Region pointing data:
┌────────

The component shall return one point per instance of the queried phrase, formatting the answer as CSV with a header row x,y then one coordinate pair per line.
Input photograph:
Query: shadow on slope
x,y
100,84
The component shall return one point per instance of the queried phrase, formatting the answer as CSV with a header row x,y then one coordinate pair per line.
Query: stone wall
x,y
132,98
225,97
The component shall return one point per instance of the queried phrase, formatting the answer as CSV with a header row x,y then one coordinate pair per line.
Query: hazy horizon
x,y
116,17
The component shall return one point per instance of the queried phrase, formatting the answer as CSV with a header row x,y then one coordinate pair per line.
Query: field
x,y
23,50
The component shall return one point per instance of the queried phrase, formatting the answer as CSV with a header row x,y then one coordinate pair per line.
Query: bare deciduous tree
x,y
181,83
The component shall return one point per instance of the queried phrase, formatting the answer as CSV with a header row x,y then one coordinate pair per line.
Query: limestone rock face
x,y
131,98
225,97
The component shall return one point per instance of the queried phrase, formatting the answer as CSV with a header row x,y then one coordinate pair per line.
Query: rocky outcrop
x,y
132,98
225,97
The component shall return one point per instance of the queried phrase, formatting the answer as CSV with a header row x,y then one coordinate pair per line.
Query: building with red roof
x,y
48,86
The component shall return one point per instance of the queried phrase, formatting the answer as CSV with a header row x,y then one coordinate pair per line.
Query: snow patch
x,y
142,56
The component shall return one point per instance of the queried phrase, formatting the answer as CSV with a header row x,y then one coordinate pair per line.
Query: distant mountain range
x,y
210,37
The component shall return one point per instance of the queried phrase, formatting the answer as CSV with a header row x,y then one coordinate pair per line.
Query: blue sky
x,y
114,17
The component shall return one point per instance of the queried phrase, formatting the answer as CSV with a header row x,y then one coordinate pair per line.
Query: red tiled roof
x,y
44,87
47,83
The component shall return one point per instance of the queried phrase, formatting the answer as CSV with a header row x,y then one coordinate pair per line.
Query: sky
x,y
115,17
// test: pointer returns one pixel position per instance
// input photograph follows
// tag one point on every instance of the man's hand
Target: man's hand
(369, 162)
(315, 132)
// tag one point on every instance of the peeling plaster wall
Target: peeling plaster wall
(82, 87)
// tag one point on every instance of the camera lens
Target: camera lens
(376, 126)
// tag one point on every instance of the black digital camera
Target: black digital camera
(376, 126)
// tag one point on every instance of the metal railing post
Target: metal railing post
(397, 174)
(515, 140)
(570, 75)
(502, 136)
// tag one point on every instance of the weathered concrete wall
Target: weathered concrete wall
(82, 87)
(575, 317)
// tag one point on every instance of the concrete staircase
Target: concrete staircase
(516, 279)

└────────
┌────────

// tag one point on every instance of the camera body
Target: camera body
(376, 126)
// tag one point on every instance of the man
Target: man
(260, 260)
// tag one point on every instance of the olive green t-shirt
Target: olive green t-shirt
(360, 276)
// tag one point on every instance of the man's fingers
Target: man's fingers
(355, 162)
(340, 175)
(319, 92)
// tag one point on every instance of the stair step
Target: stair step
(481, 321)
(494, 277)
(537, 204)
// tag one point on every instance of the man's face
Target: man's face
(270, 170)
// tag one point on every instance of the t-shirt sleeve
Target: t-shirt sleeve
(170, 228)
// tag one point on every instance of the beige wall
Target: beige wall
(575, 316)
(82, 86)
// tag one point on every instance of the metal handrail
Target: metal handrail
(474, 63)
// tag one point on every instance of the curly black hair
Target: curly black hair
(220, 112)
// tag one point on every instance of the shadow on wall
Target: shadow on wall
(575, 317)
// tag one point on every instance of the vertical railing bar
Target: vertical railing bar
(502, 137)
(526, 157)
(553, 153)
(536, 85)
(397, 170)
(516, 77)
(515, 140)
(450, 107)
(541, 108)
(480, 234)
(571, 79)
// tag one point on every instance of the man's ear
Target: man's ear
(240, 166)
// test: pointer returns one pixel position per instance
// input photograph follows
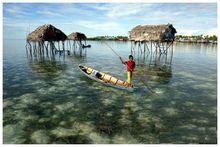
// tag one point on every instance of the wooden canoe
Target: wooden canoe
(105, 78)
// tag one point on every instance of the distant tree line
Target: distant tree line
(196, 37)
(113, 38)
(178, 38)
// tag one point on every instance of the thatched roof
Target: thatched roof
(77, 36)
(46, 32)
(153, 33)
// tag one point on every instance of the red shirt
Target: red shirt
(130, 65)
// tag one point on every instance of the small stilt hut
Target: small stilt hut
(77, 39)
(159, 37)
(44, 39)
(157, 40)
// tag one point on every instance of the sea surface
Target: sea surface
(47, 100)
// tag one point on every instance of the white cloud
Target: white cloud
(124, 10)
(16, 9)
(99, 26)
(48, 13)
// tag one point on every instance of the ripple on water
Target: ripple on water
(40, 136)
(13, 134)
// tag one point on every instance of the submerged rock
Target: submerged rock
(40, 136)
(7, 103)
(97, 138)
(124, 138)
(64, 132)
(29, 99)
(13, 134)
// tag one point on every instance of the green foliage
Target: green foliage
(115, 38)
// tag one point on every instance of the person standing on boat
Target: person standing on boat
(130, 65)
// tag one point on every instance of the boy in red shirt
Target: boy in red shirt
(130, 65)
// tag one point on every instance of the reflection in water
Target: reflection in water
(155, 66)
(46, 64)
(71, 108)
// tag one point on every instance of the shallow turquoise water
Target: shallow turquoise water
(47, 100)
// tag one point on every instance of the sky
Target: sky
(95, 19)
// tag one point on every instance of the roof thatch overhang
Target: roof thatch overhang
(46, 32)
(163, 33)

└────────

Output exactly those lines of the data above that run from the line with "the vertical railing bar" up to and including the line with "the reflection in water". No pictures go in.

Output for this exercise.
// tag one point on every instance of the vertical railing bar
Target: vertical railing bar
(502, 137)
(526, 157)
(553, 153)
(536, 85)
(397, 170)
(516, 77)
(515, 140)
(450, 107)
(541, 108)
(480, 234)
(571, 79)
// tag one point on every instance of the man's ear
Target: man's ear
(240, 166)
// test: pointer returns one pixel position per instance
// input photograph follows
// tag one point on every instance of the wooden canoe
Target: wooden canoe
(105, 78)
// tag one point on every instance of the distant tree line
Target: distant tree line
(196, 37)
(113, 38)
(178, 38)
// tag one point on every instance of the thatched roof
Target: thatched roof
(77, 36)
(46, 32)
(153, 33)
// tag one point on every instance of the red shirt
Target: red shirt
(130, 65)
// tag one point on every instance of the small stilt hut
Target: small stilt hut
(77, 39)
(159, 37)
(44, 39)
(157, 40)
// tag one point on every instance of the sea surface
Target: sea surface
(47, 100)
// tag one point on every instance of the white cloud
Target: white cloud
(124, 10)
(16, 9)
(99, 26)
(48, 13)
// tag one point on every instance of the ripple on water
Target: ripple on water
(40, 136)
(13, 134)
// tag one point on every instance of the submerged rock
Target: submerged rock
(40, 136)
(7, 103)
(97, 138)
(124, 138)
(64, 132)
(29, 99)
(13, 134)
// tag one point on every instance of the green foliage
Target: green foliage
(115, 38)
// tag one point on every instance of the person standing on boat
Target: person standing on boat
(130, 65)
// tag one point on every instance of the boy in red shirt
Target: boy in red shirt
(130, 65)
// tag one point on every instance of the reflection in water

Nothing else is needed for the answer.